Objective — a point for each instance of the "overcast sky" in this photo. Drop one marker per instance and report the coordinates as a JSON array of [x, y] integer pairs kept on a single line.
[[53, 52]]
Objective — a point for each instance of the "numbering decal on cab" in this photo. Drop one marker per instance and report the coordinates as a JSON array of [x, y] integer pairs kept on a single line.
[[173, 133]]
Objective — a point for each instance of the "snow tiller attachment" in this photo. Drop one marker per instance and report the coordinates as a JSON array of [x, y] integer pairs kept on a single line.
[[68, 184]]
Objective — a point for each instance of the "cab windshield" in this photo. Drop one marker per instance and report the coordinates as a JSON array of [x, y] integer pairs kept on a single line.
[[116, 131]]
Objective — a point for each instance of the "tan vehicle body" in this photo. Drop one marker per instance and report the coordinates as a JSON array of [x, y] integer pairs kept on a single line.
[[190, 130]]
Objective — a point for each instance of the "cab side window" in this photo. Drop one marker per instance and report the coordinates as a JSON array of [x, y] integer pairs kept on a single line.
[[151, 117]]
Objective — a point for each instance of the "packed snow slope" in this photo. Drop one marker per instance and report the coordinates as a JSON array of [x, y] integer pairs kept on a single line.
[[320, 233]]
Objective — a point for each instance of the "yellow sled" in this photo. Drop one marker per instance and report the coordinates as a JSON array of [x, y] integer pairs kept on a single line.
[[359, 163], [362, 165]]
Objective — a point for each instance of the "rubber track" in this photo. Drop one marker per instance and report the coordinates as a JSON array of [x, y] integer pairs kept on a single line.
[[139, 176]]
_ _ _ _ _
**Talimat:**
Lütfen yukarıdaki materyalin tamamını yeniden yazın ve "Objective" sözcüğünü her geçtiği yerde "Goal" olarak değiştirin. Geri kalan her şey aynen kalsın.

**Göreve Yanıt:**
Goal — a point for each instance of the "overcast sky" in this photo. Drop one marker per instance and report the coordinates as a JSON array of [x, y] integer pairs kept on a single line.
[[53, 52]]
Goal — a point for each instance of the "numbering decal on cab" in this photo. Drop one marker per instance and report the coordinates as a JSON array of [x, y] integer pairs kept on a single line.
[[173, 133]]
Goal — a point for each instance of the "snow tiller attachment" in this photo. Drop one marker per instance and report the coordinates as a JSON array of [x, y] integer pairs kept on a single line.
[[68, 184]]
Goal — a point for each instance of the "cab windshield" in this photo. Drop one marker per instance and report the coordinates as a JSON array of [x, y] integer pairs kept on a single line.
[[116, 131]]
Goal — a point for each instance of the "tan vehicle body" in this photo. Drop one marker per instance and report the coordinates as a JSON array of [x, y] integer pairs kept on a single line.
[[190, 130]]
Goal — a point for each instance of the "cab side window" in this photo. Drop one marker per instance and report the coordinates as a JSON array of [x, y] integer pairs kept on a single line.
[[151, 117]]
Goal — a point for each instance of the "packed snow slope" in this photo. Drop one marker per instance and report the coordinates as a JSON array of [x, y] integer pairs kept on a single line.
[[320, 233]]
Goal — a point for each instance of the "yellow sled" in this photo. Drop one marker per instance and report the coordinates as a JSON array of [x, y] integer pairs kept on a single line.
[[359, 163], [362, 165]]
Goal — a point for each instance of the "rubber track" in this photo. Drop one marker per instance and report the coordinates as a JSON array of [x, y] integer pairs kept on a single line.
[[139, 176]]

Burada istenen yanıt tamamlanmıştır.